SUPPLIED TEXT:
========================================

Why? Because your risk of being hit or killed, or at best, be severely injured, would rise dramatically.
So if you knew that the chances of your baby dying were up to 3 times higher, would you choose to plan for a 'home birth' rather than a hospital birth, where all the medical back-up is right there on the spot?
No, not unless you are foolish and deny that up to half of all first time mothers attempting a home birth have to be transferred to hospital due to complications!!
That dash to hospital may be the difference between life and death for your baby - or you.
Danni, ever heard of common sense?
It seems that plenty of people have the opposite opinion and if you are on that side of the fence, you are arguing against a strong set of numbers. The latest studies from the USA and Europe which involved a total of over 549,000 mothers (that's over half a million!) showed that planned home births have almost three times the risk of neonatal deaths as do hospital births.

========================================

PROBLEM SET:
[A] List every sentence in the passage on home birth risks that ends with a question mark.
[B] Write the next few sentences of the passage on home birth risks, picking up after its final sentence.

========================================

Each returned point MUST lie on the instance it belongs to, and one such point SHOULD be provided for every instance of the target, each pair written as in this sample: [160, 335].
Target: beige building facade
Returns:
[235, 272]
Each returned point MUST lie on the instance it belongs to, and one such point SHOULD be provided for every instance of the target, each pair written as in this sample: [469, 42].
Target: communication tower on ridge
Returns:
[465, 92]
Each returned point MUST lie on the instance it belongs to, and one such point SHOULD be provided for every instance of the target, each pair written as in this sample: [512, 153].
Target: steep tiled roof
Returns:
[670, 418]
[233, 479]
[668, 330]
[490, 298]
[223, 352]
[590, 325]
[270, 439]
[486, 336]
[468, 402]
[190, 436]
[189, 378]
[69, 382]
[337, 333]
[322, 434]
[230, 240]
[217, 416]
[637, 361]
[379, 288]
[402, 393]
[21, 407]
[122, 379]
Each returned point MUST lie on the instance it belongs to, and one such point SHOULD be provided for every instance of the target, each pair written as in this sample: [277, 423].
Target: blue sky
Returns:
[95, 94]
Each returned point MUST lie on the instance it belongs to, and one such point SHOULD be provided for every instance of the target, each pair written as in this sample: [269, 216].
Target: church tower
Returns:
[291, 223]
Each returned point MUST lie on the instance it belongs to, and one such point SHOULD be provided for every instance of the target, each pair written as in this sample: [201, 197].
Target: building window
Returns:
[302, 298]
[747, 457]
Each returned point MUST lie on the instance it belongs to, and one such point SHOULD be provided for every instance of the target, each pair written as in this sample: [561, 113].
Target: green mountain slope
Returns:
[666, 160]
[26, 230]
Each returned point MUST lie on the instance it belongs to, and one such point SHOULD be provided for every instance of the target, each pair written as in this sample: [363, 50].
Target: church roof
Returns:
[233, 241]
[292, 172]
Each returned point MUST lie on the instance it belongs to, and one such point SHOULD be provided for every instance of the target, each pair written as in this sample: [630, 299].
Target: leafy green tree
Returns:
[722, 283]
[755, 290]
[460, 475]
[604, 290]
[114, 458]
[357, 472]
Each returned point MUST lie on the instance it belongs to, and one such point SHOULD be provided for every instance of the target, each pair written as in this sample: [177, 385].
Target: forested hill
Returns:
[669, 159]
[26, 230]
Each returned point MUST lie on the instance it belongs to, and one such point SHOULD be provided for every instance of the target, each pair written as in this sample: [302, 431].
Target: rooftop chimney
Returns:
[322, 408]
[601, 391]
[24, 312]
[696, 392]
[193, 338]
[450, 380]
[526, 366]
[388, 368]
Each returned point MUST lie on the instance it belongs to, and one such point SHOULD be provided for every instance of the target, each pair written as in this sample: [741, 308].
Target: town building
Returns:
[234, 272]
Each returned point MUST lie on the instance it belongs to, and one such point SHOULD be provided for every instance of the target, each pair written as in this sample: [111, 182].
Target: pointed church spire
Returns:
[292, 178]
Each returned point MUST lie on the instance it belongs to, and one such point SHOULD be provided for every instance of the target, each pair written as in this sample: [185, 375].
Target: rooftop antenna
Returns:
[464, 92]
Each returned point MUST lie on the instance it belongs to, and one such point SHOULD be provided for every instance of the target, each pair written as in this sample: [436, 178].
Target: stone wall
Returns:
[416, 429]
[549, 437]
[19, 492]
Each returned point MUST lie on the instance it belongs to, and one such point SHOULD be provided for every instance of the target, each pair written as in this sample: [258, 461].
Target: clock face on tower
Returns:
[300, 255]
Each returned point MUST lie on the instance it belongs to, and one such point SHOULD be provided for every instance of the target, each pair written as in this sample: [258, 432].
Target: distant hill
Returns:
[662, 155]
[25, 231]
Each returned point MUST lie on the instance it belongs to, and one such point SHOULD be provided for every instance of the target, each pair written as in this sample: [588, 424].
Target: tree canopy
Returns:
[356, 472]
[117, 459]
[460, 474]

========================================

YOUR WRITTEN ANSWERS:
[A]
- Why?
- So if you knew that the chances of your baby dying were up to 3 times higher, would you choose to plan for a 'home birth' rather than a hospital birth, where all the medical back-up is right there on the spot?
- Danni, ever heard of common sense?

[B]
And by the way, 'natural' low intervention births can be achieved in birthing centres attached to some hospitals.
Money can buy many things but it can't buy common sense, and common sense seems to be becoming more uncommon these days... (like some people still actually smoke cigarettes even though each cigarette has over 200 lethal chemicals in it! - hello?) if I gave you a bottle of liquid with 200 poisons in it, would you drink it?
Anyway, like most things in life, it's your call ... the risky way or the safer way ... your call.